Segment Start: Page text
In the output of stages I and II, the source text and generated list structure are combined in a single file called an object grammar or an object dictionary (named in analogy with the object program produced by a compiler). Once an object grammar (file name with the extension obg) or object dictionary (file name with the extension wdo) as been initially created, the user may specify modifications to it on a statement-by-statement basis. The system will compile the new statements and will insert, delete, or replace the source text and corresponding list structure in parallel.

In Stages I and II, a compiler (directive *COMPILE()) is used to create object grammars or dictionaries. One can also use an updating system (directive *MODIFY()), which was included in the compiler.

The function of the various stages, and format of the source input to these stages, will now be described.

The Parser
As indicated in Figures 2 and 3, the parser has "hooks" on it to permit various routines to be invoked during the top-down parse.
Segment End: Page text
**What is required**.
Revise the passage on object grammars and object dictionaries, starting at "In the output" and ending at "structure in parallel.", replacing "list structure" with "tree structure".
Segment Start: Dataset records
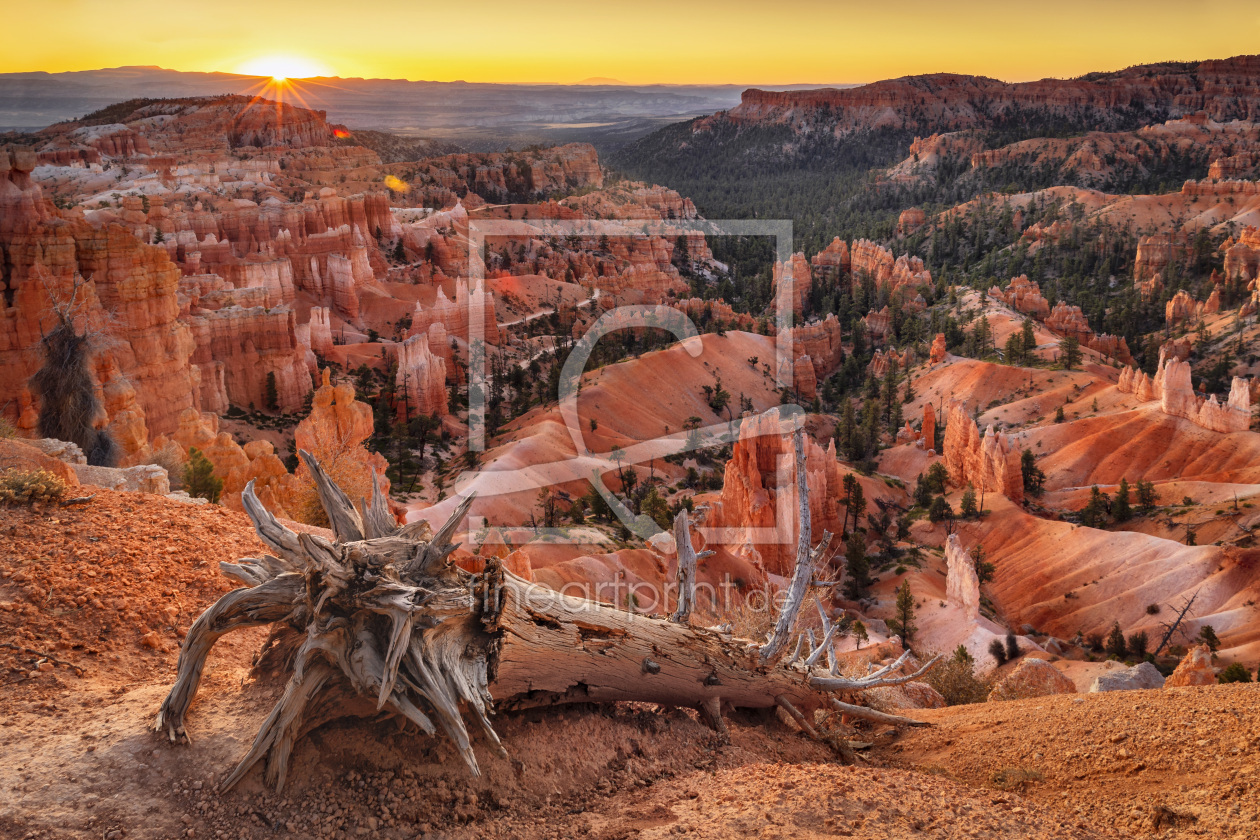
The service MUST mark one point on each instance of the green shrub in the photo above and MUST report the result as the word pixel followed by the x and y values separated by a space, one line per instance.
pixel 199 476
pixel 1234 673
pixel 28 486
pixel 956 681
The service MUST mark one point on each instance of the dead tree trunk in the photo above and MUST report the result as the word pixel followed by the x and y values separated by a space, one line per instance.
pixel 382 621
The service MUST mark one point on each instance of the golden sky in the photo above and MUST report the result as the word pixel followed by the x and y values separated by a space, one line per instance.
pixel 742 42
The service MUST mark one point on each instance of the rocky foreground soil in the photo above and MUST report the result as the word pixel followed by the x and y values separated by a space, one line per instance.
pixel 95 597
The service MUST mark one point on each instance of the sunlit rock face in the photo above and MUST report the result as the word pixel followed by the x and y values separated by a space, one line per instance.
pixel 1173 388
pixel 989 464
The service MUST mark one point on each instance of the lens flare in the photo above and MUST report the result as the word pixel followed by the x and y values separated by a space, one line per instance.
pixel 282 68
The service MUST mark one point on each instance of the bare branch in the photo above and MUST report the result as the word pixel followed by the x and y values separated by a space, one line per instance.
pixel 345 520
pixel 880 717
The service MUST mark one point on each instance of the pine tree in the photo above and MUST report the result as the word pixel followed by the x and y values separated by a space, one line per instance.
pixel 859 634
pixel 940 510
pixel 922 493
pixel 1120 508
pixel 1071 349
pixel 271 396
pixel 1115 642
pixel 1027 338
pixel 857 568
pixel 967 506
pixel 199 477
pixel 1012 646
pixel 1033 477
pixel 1094 514
pixel 1014 351
pixel 1147 495
pixel 904 622
pixel 984 569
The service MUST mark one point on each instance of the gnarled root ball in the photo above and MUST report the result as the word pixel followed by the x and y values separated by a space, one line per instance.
pixel 382 613
pixel 383 622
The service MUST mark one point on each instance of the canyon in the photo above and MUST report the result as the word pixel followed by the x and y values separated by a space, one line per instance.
pixel 1021 372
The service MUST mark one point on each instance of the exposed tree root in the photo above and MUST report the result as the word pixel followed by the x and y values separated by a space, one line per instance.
pixel 388 625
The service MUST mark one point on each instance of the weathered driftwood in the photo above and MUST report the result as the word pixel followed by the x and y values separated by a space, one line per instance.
pixel 382 621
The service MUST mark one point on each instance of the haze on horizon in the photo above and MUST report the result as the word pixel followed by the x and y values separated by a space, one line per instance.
pixel 740 42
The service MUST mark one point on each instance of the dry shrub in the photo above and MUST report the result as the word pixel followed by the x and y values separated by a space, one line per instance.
pixel 350 474
pixel 954 676
pixel 1013 778
pixel 750 616
pixel 170 459
pixel 68 404
pixel 28 486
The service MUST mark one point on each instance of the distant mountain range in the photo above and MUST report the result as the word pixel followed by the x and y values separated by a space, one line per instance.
pixel 474 115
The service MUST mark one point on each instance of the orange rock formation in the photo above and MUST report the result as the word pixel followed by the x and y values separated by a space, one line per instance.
pixel 989 464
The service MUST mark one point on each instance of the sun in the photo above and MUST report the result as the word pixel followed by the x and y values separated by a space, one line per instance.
pixel 282 67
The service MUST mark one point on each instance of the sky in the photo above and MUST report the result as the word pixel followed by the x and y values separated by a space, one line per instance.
pixel 682 42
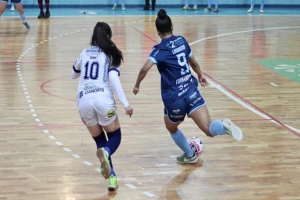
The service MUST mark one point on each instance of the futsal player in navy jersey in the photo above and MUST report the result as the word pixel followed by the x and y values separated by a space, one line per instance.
pixel 179 88
pixel 19 7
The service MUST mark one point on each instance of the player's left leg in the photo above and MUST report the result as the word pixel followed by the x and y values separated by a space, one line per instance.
pixel 262 3
pixel 216 6
pixel 174 115
pixel 3 5
pixel 123 5
pixel 12 7
pixel 199 113
pixel 115 5
pixel 20 9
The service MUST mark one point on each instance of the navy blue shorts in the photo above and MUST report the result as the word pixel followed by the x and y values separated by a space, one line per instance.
pixel 13 1
pixel 177 111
Segment End: Dataset records
**Solution to this problem**.
In the output of stages I and II, the source text and generated tree structure are combined in a single file called an object grammar or an object dictionary (named in analogy with the object program produced by a compiler). Once an object grammar (file name with the extension obg) or object dictionary (file name with the extension wdo) as been initially created, the user may specify modifications to it on a statement-by-statement basis. The system will compile the new statements and will insert, delete, or replace the source text and corresponding tree structure in parallel.